> [SOURCE DATA]
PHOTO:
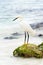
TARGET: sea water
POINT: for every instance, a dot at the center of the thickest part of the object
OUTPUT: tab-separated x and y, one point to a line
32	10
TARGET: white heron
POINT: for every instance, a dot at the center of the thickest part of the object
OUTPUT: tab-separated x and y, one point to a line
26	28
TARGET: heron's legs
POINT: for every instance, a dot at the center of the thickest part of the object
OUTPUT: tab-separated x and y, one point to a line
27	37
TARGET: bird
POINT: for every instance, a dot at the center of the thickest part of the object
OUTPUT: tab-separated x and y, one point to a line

...

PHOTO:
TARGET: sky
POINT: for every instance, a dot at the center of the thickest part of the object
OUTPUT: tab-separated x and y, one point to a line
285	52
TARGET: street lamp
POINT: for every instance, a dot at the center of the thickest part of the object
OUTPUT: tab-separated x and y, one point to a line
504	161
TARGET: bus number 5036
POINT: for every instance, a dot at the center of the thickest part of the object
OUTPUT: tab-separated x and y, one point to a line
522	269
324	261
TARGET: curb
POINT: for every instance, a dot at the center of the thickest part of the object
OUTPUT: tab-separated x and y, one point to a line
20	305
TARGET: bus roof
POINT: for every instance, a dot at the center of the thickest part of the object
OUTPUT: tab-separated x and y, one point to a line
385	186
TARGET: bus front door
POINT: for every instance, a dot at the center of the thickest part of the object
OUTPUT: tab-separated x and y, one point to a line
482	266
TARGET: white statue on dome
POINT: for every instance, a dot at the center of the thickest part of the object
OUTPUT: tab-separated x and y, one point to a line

--

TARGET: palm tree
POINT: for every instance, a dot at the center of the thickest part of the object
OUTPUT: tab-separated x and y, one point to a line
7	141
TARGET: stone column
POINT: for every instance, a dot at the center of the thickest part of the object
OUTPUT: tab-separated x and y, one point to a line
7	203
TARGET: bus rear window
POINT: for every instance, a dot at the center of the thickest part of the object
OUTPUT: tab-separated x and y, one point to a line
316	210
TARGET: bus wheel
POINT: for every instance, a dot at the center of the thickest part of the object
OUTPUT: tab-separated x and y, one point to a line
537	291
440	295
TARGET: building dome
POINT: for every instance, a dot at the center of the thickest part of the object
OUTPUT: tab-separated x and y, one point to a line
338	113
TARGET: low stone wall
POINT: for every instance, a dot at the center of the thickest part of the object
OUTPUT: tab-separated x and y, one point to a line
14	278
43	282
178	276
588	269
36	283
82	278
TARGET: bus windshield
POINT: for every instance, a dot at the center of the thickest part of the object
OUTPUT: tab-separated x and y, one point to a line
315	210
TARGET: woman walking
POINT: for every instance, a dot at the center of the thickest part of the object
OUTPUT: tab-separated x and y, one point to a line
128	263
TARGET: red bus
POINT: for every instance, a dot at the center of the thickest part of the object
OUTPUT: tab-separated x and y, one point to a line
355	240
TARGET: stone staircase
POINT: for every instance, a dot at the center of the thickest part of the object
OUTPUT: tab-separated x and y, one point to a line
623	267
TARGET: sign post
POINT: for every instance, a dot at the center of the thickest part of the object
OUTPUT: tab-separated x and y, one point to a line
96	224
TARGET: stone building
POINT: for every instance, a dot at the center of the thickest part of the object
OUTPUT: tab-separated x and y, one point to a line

> [TASK INSTRUCTIONS] If a line in the data holds the string "dome", copy that line.

> [RESPONSE]
TARGET: white statue on dome
TARGET: building dome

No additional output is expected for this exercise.